• [DIRECTIVE] Copy out every line in the records below that contains the word "clear".

• [PROVIDED DATA]
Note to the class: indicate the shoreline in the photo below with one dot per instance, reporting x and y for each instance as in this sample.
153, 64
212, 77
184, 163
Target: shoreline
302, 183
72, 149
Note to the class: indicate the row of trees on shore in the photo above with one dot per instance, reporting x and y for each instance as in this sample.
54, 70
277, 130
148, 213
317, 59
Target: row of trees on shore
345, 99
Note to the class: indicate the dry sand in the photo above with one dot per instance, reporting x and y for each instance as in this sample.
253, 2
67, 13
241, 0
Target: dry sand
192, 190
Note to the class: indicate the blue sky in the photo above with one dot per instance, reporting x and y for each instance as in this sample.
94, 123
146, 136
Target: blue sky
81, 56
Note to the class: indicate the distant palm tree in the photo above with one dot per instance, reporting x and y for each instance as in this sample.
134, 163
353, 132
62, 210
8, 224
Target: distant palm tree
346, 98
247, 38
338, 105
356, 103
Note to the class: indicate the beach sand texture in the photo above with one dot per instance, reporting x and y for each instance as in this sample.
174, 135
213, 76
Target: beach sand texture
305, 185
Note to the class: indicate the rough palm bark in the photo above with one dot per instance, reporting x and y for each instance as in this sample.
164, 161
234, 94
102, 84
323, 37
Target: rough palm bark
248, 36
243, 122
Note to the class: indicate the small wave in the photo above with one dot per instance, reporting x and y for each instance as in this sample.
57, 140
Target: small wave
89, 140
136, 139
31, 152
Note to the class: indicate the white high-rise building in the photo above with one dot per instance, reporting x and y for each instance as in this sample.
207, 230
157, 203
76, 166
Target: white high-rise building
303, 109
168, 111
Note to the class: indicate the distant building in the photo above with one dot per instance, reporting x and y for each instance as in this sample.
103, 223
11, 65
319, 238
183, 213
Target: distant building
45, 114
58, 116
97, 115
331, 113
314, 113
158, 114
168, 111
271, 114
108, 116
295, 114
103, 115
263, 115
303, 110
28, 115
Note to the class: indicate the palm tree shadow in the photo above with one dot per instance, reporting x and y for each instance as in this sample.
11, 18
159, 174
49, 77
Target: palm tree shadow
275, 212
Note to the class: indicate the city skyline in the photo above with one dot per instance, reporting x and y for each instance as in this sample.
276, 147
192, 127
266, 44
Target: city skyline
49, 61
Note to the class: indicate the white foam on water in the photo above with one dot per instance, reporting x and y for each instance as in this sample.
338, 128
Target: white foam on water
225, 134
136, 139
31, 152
...
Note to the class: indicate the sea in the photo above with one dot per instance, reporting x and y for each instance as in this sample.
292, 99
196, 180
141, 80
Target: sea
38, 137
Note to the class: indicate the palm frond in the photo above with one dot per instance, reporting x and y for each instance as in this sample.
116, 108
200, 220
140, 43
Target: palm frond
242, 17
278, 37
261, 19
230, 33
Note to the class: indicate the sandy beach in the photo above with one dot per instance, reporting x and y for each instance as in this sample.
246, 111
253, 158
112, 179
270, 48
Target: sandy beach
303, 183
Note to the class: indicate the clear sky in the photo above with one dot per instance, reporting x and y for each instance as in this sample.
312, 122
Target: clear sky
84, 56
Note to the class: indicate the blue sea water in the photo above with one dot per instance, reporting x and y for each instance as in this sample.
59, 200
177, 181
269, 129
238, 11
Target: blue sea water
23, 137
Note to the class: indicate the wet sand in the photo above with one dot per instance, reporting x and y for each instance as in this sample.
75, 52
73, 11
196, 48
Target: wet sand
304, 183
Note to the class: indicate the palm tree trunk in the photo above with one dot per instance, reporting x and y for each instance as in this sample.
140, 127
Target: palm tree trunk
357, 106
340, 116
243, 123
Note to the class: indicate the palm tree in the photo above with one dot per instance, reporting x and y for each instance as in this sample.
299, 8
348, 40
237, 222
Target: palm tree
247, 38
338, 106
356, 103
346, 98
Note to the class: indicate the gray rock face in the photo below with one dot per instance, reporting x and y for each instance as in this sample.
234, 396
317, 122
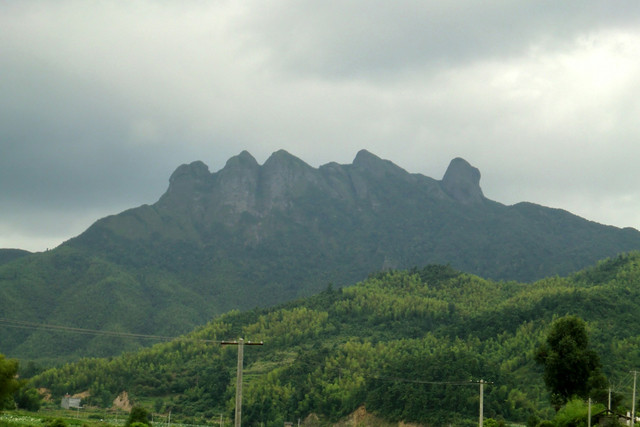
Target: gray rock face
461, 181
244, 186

• [THE OUTPUT]
Note to the class: indicate the clear sky in the photo above with one dot per instance, reporting x and y for each instance as in this sample.
Target: clear sky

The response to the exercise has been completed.